▶ Material shown:
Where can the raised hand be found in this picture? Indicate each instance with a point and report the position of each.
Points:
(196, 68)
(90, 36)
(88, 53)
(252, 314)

▶ Work required:
Copy out every record exactly; leave nothing out.

▶ Task output:
Where can the raised hand be found in this picture? Indicate each instance with a point and report the position of each.
Points:
(196, 68)
(90, 36)
(88, 53)
(252, 314)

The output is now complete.